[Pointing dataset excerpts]
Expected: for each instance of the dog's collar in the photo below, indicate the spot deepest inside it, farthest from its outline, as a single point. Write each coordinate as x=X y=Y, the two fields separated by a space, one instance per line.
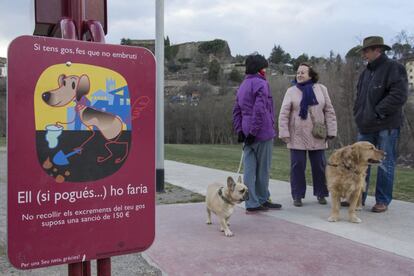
x=332 y=165
x=220 y=192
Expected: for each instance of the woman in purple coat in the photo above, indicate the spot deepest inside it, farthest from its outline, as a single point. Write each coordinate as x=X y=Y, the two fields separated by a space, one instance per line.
x=253 y=120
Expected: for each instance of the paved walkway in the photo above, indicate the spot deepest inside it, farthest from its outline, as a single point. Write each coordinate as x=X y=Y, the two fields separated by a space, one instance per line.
x=291 y=241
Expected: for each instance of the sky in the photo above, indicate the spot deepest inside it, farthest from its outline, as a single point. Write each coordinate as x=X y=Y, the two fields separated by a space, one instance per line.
x=313 y=27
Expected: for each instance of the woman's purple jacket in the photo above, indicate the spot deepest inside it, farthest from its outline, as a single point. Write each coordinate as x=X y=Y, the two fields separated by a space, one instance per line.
x=253 y=110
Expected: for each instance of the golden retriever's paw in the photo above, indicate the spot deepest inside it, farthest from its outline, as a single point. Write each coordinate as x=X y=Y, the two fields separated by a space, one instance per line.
x=355 y=219
x=333 y=219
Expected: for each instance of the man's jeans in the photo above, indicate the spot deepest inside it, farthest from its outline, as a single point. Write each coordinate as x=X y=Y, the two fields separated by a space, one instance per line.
x=387 y=141
x=257 y=162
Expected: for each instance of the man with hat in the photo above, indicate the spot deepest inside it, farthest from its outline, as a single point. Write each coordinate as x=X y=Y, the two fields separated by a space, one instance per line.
x=381 y=93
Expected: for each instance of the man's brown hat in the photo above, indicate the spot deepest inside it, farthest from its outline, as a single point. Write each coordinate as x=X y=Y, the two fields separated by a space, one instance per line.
x=374 y=41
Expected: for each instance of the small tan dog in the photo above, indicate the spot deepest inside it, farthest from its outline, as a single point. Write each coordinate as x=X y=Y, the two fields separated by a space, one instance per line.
x=221 y=200
x=345 y=176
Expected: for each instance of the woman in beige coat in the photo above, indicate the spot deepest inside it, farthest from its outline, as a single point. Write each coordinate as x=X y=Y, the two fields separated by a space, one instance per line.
x=305 y=99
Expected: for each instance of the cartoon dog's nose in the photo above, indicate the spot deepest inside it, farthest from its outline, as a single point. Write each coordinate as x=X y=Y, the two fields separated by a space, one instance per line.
x=46 y=97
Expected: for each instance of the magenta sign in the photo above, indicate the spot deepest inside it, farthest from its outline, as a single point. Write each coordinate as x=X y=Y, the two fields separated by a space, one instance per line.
x=81 y=151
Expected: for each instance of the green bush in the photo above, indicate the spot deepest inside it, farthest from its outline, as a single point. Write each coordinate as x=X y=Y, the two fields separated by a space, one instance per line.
x=212 y=47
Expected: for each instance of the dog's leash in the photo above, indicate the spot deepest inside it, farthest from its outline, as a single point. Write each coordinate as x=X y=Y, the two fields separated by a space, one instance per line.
x=241 y=160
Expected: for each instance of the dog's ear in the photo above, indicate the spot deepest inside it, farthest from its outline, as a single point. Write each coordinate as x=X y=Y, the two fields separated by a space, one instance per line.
x=60 y=79
x=356 y=153
x=230 y=183
x=83 y=87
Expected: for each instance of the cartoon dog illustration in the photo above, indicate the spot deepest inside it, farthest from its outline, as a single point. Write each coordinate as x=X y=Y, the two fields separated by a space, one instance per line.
x=74 y=88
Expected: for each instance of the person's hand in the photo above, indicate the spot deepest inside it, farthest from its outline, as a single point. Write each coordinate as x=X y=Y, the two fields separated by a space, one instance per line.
x=249 y=139
x=286 y=139
x=241 y=137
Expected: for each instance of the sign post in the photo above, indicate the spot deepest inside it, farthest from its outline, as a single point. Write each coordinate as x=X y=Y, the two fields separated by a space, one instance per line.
x=81 y=153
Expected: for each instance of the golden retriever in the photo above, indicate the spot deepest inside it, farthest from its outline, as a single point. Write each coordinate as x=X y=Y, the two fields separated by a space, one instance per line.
x=345 y=176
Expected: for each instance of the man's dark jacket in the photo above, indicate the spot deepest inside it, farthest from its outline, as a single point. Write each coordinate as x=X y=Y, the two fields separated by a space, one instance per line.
x=381 y=93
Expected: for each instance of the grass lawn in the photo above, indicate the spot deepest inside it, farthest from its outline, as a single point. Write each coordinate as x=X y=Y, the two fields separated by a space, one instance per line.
x=227 y=157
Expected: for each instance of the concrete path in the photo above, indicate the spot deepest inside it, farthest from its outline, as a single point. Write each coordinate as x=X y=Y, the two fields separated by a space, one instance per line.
x=291 y=241
x=262 y=245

» Exercise instructions
Reproduce the rows between the lines holding "Expected: for each instance of the woman's" and "x=333 y=219", inclusive, with the request lines unchanged. Increase every x and y coordinate in the answers by 145.

» Answer to this problem
Expected: for each instance of the woman's purple jacket in the photo above, indicate the spot deepest inside it, farthest from its outline, as a single point. Write each coordinate as x=X y=Y, the two fields separated by a space, one instance per line.
x=398 y=255
Expected: for each instance of the golden retriever's paw in the photo above, indicate the spot deepest inside it, farthest from its outline, as a single point. Write each coordinate as x=X y=Y, the two fields separated by a space, one instance per line.
x=500 y=364
x=478 y=364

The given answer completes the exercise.